WHAT TO WORK ON: Quote the entries in full, character for character, without their images.

[Begin]

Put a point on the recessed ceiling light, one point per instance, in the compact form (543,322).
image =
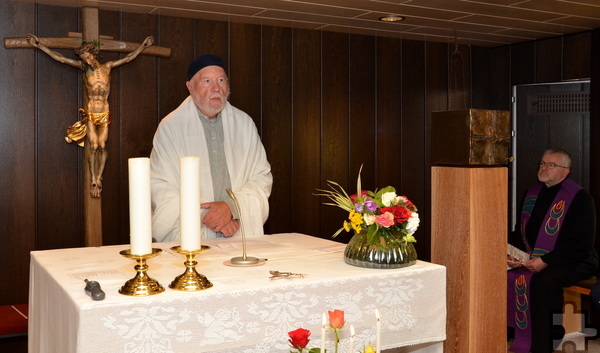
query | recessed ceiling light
(391,18)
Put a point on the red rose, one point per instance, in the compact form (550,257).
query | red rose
(363,193)
(336,318)
(299,338)
(401,214)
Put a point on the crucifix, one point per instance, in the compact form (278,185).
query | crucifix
(91,131)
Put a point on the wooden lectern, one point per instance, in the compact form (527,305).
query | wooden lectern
(469,217)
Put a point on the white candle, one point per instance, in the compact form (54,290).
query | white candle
(189,214)
(140,210)
(323,333)
(378,332)
(352,334)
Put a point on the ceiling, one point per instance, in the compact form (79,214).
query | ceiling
(487,23)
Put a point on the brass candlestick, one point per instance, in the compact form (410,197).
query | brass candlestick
(141,285)
(190,280)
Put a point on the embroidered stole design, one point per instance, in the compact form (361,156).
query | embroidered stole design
(519,280)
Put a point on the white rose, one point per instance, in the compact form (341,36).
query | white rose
(388,198)
(413,223)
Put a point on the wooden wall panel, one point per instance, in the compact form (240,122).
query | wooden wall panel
(481,78)
(177,34)
(109,23)
(137,117)
(458,77)
(522,63)
(306,125)
(388,133)
(577,56)
(412,149)
(245,70)
(548,60)
(437,98)
(58,98)
(595,126)
(17,152)
(500,75)
(277,120)
(212,37)
(335,124)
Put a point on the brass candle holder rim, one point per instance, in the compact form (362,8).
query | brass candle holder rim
(202,249)
(127,253)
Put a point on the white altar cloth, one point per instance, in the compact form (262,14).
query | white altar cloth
(244,311)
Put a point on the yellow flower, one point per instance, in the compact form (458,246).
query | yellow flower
(346,226)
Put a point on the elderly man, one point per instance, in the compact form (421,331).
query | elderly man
(558,227)
(231,156)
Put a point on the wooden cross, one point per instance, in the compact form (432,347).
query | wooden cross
(92,205)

[End]

ANSWER TO THE TASK:
Put a point on the recessed ceiling light, one point per instance, in the compact form (543,322).
image =
query | recessed ceiling light
(391,18)
Put a point on the red rose, one point per instance, in the compact form (550,257).
query | red rose
(363,193)
(336,318)
(299,338)
(401,214)
Put a point on the crucifix, one point per instance, in the compact form (278,185).
query | crucifix
(91,131)
Put a point on the wooden lectern, one point per instance, in the compact form (527,305).
query | wooden lectern
(469,217)
Put a point on the white candle, one point per instance, in the compact form (54,290).
query | white candle
(189,214)
(140,210)
(323,333)
(378,332)
(352,334)
Put a point on the ceiling, one point per instance, in the compact form (79,214).
query | ceiling
(487,23)
Put a point on the brass candlestick, one point per instance, in the compact form (410,197).
query | brass candlestick
(141,285)
(190,280)
Put a point on the embroidered stole design, one point per instance, in the compact form (361,156).
query | embroidered stole design
(519,280)
Put a point on the white rose, one point per instance, in the compact form (341,36).
query | white rose
(388,198)
(413,223)
Put a point on the wooden wall panel, one point per instance, in the compact form (240,122).
query | wooden wall panel
(481,78)
(177,34)
(109,23)
(137,117)
(458,77)
(522,63)
(306,125)
(388,133)
(577,56)
(412,149)
(245,70)
(548,60)
(437,98)
(58,98)
(595,126)
(17,152)
(500,75)
(277,120)
(212,37)
(335,124)
Put a point on the brass candle holder rim, one point per instance, in the compact form (362,8).
query | brass candle holder rim
(202,249)
(127,253)
Put a point on the white altar cloth, one point per instance, in the compact form (262,14).
query | white altar cloth
(244,311)
Put a point on the yellow flower, one point per instance, in the compact form (458,246).
query | yellow flower
(346,226)
Put a point on the elderly man, one point per instance, in the compact form (421,331).
query | elderly man
(558,227)
(231,156)
Put a point on the wooden cross, one point per instance, in the compact form (432,347).
query | wooden cross
(92,205)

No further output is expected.